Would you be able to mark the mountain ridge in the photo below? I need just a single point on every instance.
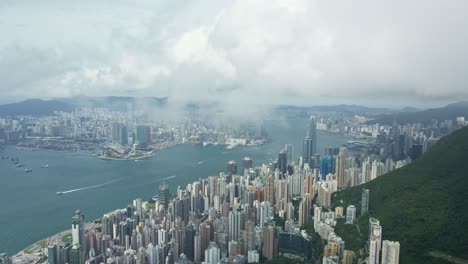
(422, 205)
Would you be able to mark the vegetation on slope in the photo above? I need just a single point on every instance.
(424, 205)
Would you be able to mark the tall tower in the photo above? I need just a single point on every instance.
(78, 229)
(247, 163)
(364, 201)
(164, 195)
(390, 252)
(290, 153)
(340, 170)
(310, 141)
(231, 169)
(283, 162)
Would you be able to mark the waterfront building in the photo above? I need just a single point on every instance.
(282, 162)
(164, 195)
(350, 214)
(340, 169)
(78, 229)
(247, 163)
(390, 252)
(348, 257)
(143, 136)
(364, 201)
(290, 153)
(327, 166)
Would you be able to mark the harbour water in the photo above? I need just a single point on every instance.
(32, 210)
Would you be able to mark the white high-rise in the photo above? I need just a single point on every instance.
(212, 254)
(375, 241)
(390, 252)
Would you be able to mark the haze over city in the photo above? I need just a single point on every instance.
(393, 53)
(233, 132)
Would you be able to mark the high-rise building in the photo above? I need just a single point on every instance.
(231, 169)
(327, 166)
(350, 214)
(290, 153)
(269, 242)
(364, 201)
(310, 141)
(78, 229)
(282, 162)
(375, 240)
(76, 255)
(212, 254)
(249, 236)
(304, 213)
(348, 257)
(143, 136)
(234, 225)
(247, 163)
(119, 133)
(164, 195)
(340, 169)
(390, 252)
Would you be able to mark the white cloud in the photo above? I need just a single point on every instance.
(261, 50)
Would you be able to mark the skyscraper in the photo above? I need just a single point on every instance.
(390, 252)
(348, 257)
(78, 229)
(375, 240)
(234, 225)
(310, 141)
(364, 201)
(231, 169)
(340, 170)
(76, 255)
(327, 166)
(350, 214)
(290, 153)
(269, 249)
(164, 195)
(212, 254)
(143, 136)
(247, 163)
(282, 162)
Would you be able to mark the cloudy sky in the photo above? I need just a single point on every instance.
(268, 51)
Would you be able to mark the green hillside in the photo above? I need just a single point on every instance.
(424, 205)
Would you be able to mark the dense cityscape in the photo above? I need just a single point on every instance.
(233, 132)
(250, 213)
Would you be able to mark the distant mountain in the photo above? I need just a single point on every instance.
(449, 112)
(410, 109)
(350, 109)
(38, 107)
(35, 107)
(117, 103)
(422, 205)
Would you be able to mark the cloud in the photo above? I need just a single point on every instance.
(263, 51)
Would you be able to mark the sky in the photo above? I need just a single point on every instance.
(304, 52)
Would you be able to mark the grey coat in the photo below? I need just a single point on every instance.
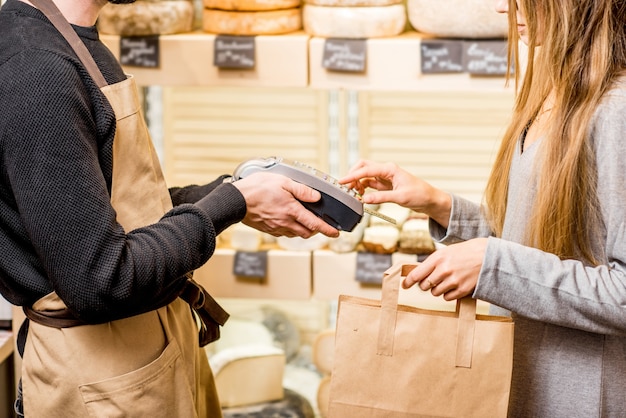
(570, 319)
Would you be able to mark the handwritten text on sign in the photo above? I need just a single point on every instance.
(347, 55)
(250, 264)
(140, 51)
(234, 52)
(441, 56)
(485, 57)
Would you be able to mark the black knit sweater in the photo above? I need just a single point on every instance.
(58, 226)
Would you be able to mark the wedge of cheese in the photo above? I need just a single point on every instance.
(251, 23)
(144, 18)
(353, 3)
(457, 18)
(354, 22)
(248, 374)
(251, 5)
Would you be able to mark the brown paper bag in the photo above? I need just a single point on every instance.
(396, 361)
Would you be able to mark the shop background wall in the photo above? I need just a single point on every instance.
(209, 131)
(448, 138)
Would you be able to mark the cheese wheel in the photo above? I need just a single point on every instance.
(457, 18)
(354, 22)
(144, 18)
(251, 5)
(251, 23)
(353, 3)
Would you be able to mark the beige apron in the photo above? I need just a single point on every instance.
(149, 365)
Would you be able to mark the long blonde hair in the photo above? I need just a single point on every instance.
(582, 52)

__________

_Stated problem:_ Reproduce the records above exactly, leaving out every picture they contain.

_Full response:_
Would you be able to mark the mountain ridge in the photo below? I need just a single point on every instance.
(422, 205)
Would you be able to mark the vegetation on slope in the photo above? I need just a single point on every instance.
(424, 205)
Would you be able to mark the tall tower in the photo above? I need just a single point on every instance.
(78, 229)
(247, 163)
(364, 201)
(164, 195)
(390, 252)
(290, 153)
(340, 170)
(310, 141)
(231, 169)
(283, 162)
Would you be able to mark the waterfront building in the photo above? I need just a single point on every instance.
(282, 162)
(164, 195)
(350, 214)
(340, 169)
(78, 229)
(247, 163)
(390, 252)
(348, 257)
(143, 136)
(364, 201)
(290, 153)
(327, 166)
Would you be able to mark the harbour water in the photo above? I need just a single point on every instance.
(32, 210)
Would you be able to mark the white high-rise in the photo above? I need just a single point on every instance.
(212, 254)
(375, 241)
(390, 252)
Would you be able to mark the haze over city in the photo above? I need just a single point on every instance.
(393, 53)
(233, 132)
Would you be able to mark the high-rise building in the photo above? I need just a single point on every instance.
(231, 169)
(327, 166)
(350, 214)
(290, 153)
(269, 242)
(364, 201)
(310, 141)
(78, 229)
(282, 162)
(375, 240)
(76, 255)
(212, 254)
(249, 236)
(304, 213)
(348, 257)
(143, 136)
(234, 225)
(247, 163)
(119, 133)
(164, 195)
(340, 169)
(390, 252)
Would you be able to mark the white cloud in the photo above? I need just a single point on every instance.
(261, 50)
Would you be able to mark the skyscraper in the photo above? I need just a single point on every instance.
(390, 252)
(348, 257)
(78, 229)
(375, 240)
(234, 225)
(310, 141)
(364, 201)
(231, 169)
(340, 170)
(76, 255)
(327, 166)
(350, 214)
(290, 153)
(269, 249)
(164, 195)
(212, 254)
(143, 136)
(247, 163)
(282, 162)
Would you be able to mark the cloudy sky in the photo above? I need just a single point on every instance.
(268, 51)
Would you be able to mark the green hillside in the photo above? I need just a single point on every instance.
(424, 205)
Would you be able to mark the dense cityscape in the photo above? I need just a single point on every instance.
(233, 132)
(250, 213)
Would you be able to mark the distant mountain in the photo above? I need just a single point on every instance.
(449, 112)
(410, 109)
(350, 109)
(38, 107)
(35, 107)
(117, 103)
(422, 205)
Would you be able to mark the cloud in the photo above? I need just a single point on every instance.
(263, 51)
Would you be able to mark the sky in the photo above? I need just a single point on every instance.
(304, 52)
Would you be able to mark the grey coat in the photo below? I need just a single point on every instance.
(570, 319)
Would you be able to mark the handwritten text on sign in the photo above? I need just a single point on every instance.
(347, 55)
(250, 264)
(140, 51)
(234, 52)
(441, 56)
(485, 57)
Would you be able to mark the black knit sweater in the photo above? I need just a single point on every instance.
(58, 226)
Would you be able to mark the wedge of cheese in the photo above? I need just a single point on every instance.
(251, 23)
(144, 18)
(353, 3)
(457, 18)
(354, 22)
(248, 374)
(251, 5)
Would you be able to mark the brown paper bag in the photo above? I need just a single point on every instance.
(396, 361)
Would you be able to mark the shop background wall in the photo above? I need just a single point on every instance.
(209, 131)
(448, 138)
Would you be able to mark the cheese wheel in the photo above? I need just a single point on every instance.
(457, 18)
(354, 22)
(144, 18)
(251, 5)
(251, 23)
(353, 3)
Would you be able to mark the beige apron in the photo above? I need just a single point on every instance.
(149, 365)
Would you be able to mark the long blonde hair in the photo above? I need just a single point on every instance.
(582, 52)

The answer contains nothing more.